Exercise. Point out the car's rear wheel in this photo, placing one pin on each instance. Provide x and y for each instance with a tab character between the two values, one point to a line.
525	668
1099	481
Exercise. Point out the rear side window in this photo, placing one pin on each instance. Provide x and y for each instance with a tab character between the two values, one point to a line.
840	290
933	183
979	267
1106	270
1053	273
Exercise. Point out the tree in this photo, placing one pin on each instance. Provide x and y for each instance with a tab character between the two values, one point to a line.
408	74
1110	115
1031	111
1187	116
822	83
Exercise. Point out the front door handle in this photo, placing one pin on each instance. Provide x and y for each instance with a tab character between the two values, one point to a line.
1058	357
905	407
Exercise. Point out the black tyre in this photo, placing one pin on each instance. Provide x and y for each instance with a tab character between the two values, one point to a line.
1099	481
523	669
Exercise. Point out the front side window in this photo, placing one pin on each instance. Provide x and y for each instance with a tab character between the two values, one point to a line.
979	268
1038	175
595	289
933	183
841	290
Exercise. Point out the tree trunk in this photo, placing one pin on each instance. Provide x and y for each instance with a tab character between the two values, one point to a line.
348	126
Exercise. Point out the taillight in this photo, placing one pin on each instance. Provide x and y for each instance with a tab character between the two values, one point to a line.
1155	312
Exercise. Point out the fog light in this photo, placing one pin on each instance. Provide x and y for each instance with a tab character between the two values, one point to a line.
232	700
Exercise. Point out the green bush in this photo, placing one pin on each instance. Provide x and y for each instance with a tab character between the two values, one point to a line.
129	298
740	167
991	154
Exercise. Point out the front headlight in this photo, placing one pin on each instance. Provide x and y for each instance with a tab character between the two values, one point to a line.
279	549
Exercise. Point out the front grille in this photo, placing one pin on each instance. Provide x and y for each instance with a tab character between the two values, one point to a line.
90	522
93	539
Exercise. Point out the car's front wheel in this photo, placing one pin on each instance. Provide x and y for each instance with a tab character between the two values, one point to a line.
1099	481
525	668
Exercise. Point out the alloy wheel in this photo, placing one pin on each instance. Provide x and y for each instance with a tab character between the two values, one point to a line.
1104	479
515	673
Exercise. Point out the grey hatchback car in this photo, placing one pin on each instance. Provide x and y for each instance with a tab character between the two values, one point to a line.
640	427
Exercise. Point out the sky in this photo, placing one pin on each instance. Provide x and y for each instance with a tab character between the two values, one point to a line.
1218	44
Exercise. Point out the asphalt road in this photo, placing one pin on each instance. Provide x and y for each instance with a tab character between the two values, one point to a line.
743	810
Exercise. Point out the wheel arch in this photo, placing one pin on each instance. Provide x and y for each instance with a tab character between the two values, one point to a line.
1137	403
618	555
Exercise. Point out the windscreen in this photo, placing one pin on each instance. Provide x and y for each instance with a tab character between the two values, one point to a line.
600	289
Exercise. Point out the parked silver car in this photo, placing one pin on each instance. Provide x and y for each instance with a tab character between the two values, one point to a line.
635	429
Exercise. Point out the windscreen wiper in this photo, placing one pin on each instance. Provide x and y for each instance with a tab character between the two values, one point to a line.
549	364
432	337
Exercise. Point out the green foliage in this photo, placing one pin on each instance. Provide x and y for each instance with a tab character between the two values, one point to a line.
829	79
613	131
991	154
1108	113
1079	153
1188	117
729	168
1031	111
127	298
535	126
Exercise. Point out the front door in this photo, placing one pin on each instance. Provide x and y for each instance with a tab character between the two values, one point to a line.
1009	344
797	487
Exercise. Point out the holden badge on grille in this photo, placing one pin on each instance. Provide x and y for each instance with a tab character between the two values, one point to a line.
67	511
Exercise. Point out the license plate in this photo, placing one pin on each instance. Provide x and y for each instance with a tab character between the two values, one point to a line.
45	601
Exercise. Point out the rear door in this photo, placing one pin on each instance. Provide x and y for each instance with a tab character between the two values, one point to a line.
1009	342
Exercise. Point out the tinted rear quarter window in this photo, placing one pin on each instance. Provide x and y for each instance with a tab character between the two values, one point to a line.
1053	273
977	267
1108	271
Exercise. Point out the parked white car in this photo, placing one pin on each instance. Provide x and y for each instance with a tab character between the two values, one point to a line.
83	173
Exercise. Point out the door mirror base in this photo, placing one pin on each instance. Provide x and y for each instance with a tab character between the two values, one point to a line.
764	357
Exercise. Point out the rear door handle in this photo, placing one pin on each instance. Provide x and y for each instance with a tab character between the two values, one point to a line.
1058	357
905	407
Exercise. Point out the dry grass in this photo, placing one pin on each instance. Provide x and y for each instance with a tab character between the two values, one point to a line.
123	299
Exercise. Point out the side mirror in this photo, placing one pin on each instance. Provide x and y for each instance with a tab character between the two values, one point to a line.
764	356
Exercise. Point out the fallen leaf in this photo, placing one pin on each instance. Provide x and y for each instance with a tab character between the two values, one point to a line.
┄┄┄┄┄┄┄┄┄┄┄┄┄┄┄┄┄┄┄┄
* _ASSIGNMENT_:
Transcribe the data above in full, exactly.

* _REPLY TO THE TASK_:
Exercise. Point out the car's rear wheel in this photo, placing one pin on each instance. Provide x and y for each instance with a tab character between the two values, one point to a line.
525	668
1099	481
Exercise. Point out the rear side window in this photo, placing one pin on each instance. Provide x and y for each instance with a tab character between the two values, one point to a line.
840	290
933	183
979	267
1106	270
1053	273
Exercise. Point out the tree in this photo, placing one pin on each instance. Provide x and y for each instance with a tab character between the two values, one point to a line.
408	74
1110	115
1031	111
1187	116
822	83
Exercise. Point out the front door handle in this photo, placing one pin on each instance. Provide x and y for each instance with a tab character between the two values, one point to a line.
1058	357
905	407
Exercise. Point out the black tyre in this photo, placing one pin on each instance. Provide x and y for each instance with a tab character between the two values, one point to a line.
1099	481
523	669
Exercise. Point out the front side window in this photo, placing one pin on each instance. Provide x and y for each instance with a tab character between the two values, one point to a line.
979	268
1038	175
595	289
933	183
841	290
Exercise. Point out the tree trunk in this photo, placing one pin on each instance. Provide x and y for each instance with a tab character between the two values, one point to a line.
348	126
Exercise. Point out the taillight in this photo, placing one pin on each instance. Provide x and y for each instance with a tab character between the two values, one point to a line.
1155	312
Exercise. Point out the fog light in this photo, placing one pin on each instance. Provide x and y for each instance with a tab character between the two values, one point to a line.
232	700
Exercise. Point out the green bush in this photo, placing one pin on each instance. Provide x and y for each instance with a tab character between the two values, one point to a line.
129	298
740	167
991	154
Exercise. Point out the front headlight in this photo, placing one pin on each instance. Provide x and y for each instance with a tab character between the two values, one point to a line.
279	549
Exercise. Point out the front grille in this photo, placing one pin on each instance. Provide x and y for each instance with a tab character between the two values, one point to a line.
90	522
93	539
Exercise. Point out the car's front wheel in this photo, placing one pin on each instance. Provide x and y for each instance with a tab character between the two values, one point to a line.
1099	481
525	668
Exercise. Point out the alloy wheel in this photo, placing one pin on each instance. Provide x and y for each instance with a tab character between the two values, one point to a line.
1104	479
515	673
Exercise. Point out the grey hatchback car in this photo, placing one pin on each instance. Provide x and y for each instance with a tab character between the two values, one point to a line.
640	427
Exercise. Point out the sky in this photo, placing one pin on each instance. Provide x and y for each instance with a tab character between the two values, one point to a line.
1218	44
Exercise. Point out the asphalt road in this photo, placing one pin on each instance. Provide x and y for each instance with a tab character between the two values, one point to a line.
743	810
Exercise. Point out the wheel arch in this photo, placing one pin on each instance. Provide x and y for each instance with a tab character between the two values, one point to a line.
1137	403
618	555
Exercise. Point out the windscreen in this photo, placing one pin on each instance. Provide x and y for each instance with a tab character between the two values, one point to a line.
600	289
Exercise. Point out the parked silver car in this photo, placing one pin on each instance. Provide x and y for each instance with a tab character between the two values, one point to a line.
635	429
Exercise. Point out the windscreen wiper in this photo, placing one pin on each instance. Provide x and y for each instance with a tab character between the two values, one point to a line.
549	364
432	337
Exercise. Point out the green foliage in this photo, placing one pin on each instance. Provide x and y for each instance with a tab character between the two values, one point to a line.
829	79
613	131
991	154
1108	113
1079	153
1188	117
729	168
1031	111
127	298
535	126
Exercise. Point out the front door in this photo, placing one pin on each instance. Provide x and y for each instance with a tab character between the two values, one point to a line.
1009	344
797	487
Exercise. Point out the holden badge on grille in this photo, placing one pin on each instance. Provide x and y for each instance with a tab character between the two values, one point to a line.
67	511
Exercise. Point out the license plate in this photo, placing one pin on each instance. Provide x and y for each instance with a tab character between the two values, one point to a line.
45	601
Exercise. Point out the rear door in this photo, placing one pin on each instance. Provide x and y for each instance with a tab character between the two values, one point to a line.
1009	342
Exercise. Point out the tinted rear quarter window in this photo, placing one pin on each instance. Provide x and y for each instance with a tab character between the two values, one point to a line.
1053	273
977	267
1108	271
Exercise. Point out the parked white car in this photo, placing one pin on each instance. Provide x and y for each instance with a tab character between the two values, one point to a line.
83	173
Exercise. Point out the door mirror base in this photo, placing one pin on each instance. Provide x and y for each instance with a tab character between the two values, one point to a line.
764	357
Exercise. Point out the rear door handle in this photo, placing one pin on each instance. Provide x and y for each instance with a tab character between the two values, one point to a line.
1058	357
905	407
Exercise. Point out the dry grass in this photo, placing one pin on each instance. Provide x and y for each instance with a tab character between the two values, one point to a line.
123	299
Exercise. Point out the side mirror in this photo, placing one pin on each instance. Provide x and y for each instance with a tab character between the two values, one point to a line.
764	356
Exercise. Point out the fallen leaf in this photo, placing one pin on each instance. Provide x and y for each instance with a tab character between the two values, one point to a line.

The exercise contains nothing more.